• MATERIALS PROVIDED
------
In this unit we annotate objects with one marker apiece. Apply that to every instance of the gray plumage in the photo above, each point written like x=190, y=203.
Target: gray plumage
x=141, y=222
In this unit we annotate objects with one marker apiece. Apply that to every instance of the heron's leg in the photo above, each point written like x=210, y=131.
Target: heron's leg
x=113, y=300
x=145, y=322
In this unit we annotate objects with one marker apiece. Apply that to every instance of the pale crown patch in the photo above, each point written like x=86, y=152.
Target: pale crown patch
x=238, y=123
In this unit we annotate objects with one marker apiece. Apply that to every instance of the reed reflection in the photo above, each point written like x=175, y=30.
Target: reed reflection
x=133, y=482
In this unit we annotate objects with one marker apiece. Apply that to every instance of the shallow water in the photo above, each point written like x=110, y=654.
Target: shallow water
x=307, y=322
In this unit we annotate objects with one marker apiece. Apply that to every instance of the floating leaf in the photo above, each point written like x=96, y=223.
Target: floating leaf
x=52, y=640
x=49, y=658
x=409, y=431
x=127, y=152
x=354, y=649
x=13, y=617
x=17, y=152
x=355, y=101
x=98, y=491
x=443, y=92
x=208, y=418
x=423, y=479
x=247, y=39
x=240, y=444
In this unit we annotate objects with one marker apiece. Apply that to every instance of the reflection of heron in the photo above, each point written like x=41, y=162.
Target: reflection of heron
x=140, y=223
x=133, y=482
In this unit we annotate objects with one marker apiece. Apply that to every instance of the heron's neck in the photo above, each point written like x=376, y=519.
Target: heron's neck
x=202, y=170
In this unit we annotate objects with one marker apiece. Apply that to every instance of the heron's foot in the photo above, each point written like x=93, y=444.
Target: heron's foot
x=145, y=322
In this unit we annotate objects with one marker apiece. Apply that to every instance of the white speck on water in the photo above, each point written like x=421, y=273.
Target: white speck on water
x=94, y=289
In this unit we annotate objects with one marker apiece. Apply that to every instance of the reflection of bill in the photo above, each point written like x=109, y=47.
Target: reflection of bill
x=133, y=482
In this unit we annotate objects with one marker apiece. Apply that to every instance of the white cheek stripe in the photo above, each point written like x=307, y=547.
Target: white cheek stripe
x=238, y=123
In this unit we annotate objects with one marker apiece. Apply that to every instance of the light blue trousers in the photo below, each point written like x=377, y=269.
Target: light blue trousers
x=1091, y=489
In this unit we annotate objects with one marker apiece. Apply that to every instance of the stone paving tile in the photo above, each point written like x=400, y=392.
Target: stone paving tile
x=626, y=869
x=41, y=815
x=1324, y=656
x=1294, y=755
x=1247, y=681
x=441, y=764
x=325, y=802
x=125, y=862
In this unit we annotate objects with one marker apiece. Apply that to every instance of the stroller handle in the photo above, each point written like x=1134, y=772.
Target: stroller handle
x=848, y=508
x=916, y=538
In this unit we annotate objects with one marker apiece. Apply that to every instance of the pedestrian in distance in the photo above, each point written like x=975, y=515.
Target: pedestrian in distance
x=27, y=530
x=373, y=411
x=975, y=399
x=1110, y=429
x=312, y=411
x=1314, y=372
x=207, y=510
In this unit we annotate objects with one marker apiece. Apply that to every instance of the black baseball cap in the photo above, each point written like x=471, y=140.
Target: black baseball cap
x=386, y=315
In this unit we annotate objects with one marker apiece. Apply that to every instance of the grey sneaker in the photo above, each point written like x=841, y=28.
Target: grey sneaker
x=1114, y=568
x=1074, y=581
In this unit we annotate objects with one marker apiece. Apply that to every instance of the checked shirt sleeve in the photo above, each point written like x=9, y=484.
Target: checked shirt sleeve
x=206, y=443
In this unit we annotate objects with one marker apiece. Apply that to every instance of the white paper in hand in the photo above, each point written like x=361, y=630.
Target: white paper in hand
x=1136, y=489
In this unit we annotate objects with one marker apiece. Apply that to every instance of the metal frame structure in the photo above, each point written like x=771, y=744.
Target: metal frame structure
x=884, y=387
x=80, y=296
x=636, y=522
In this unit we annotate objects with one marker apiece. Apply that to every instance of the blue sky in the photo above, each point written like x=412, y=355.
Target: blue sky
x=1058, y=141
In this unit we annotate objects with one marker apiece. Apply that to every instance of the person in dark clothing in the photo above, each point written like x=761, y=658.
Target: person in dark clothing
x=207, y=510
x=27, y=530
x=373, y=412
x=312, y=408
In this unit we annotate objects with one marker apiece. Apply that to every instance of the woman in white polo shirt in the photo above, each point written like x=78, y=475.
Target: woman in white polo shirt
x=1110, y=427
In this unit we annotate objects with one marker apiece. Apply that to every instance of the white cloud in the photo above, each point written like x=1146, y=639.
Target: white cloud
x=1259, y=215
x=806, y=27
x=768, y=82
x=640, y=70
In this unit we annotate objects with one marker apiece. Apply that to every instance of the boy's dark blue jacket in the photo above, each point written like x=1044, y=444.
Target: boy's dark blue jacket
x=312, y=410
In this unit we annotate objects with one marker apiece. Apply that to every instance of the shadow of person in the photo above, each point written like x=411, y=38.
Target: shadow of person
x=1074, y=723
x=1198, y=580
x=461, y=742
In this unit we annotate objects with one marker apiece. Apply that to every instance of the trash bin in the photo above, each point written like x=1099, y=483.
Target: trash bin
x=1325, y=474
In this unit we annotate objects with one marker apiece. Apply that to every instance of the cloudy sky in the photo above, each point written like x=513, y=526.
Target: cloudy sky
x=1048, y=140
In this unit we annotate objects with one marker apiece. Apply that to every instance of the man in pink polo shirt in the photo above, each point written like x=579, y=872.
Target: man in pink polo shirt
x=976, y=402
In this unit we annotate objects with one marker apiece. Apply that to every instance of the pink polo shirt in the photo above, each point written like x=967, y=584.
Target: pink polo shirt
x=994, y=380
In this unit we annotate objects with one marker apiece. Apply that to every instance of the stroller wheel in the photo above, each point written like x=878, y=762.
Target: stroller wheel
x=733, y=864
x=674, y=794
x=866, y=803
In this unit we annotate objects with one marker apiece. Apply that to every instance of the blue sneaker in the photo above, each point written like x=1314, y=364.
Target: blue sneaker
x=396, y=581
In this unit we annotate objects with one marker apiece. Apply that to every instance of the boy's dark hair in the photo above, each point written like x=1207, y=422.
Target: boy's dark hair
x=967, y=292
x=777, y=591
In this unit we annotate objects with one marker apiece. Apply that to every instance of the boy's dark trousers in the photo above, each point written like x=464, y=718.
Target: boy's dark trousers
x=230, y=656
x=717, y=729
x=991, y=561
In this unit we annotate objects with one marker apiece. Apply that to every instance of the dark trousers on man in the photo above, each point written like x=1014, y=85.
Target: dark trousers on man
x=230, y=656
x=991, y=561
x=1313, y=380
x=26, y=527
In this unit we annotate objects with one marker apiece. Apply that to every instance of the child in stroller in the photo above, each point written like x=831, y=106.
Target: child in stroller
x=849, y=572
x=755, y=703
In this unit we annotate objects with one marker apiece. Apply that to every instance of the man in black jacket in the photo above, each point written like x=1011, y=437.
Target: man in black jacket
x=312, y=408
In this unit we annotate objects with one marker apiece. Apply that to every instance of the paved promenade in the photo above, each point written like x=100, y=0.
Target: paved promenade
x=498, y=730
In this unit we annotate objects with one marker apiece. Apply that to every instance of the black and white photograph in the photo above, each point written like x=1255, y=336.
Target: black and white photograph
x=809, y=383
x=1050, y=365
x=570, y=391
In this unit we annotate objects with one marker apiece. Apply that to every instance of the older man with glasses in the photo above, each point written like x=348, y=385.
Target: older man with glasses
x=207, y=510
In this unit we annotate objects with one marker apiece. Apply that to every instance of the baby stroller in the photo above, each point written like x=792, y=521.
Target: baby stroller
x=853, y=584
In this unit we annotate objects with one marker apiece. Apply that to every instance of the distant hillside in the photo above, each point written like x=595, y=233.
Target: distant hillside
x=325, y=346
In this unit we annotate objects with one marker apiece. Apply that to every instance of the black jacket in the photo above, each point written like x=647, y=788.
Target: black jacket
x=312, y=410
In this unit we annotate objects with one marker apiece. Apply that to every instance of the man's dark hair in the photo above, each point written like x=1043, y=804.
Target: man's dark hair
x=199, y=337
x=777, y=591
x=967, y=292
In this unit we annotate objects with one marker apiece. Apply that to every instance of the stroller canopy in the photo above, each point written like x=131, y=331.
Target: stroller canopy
------
• EXERCISE PROMPT
Could you format the stretch of the listing above, from the line containing "like x=361, y=630." through the line containing "x=1136, y=489", as a numbered list with both end lines included and any blank lines left out?

• EXERCISE RESULT
1. In this unit we annotate objects with one marker apiece. Apply that to every instance of the white paper in hand in the photo above, each point written like x=361, y=630.
2. Target: white paper in hand
3. x=1136, y=489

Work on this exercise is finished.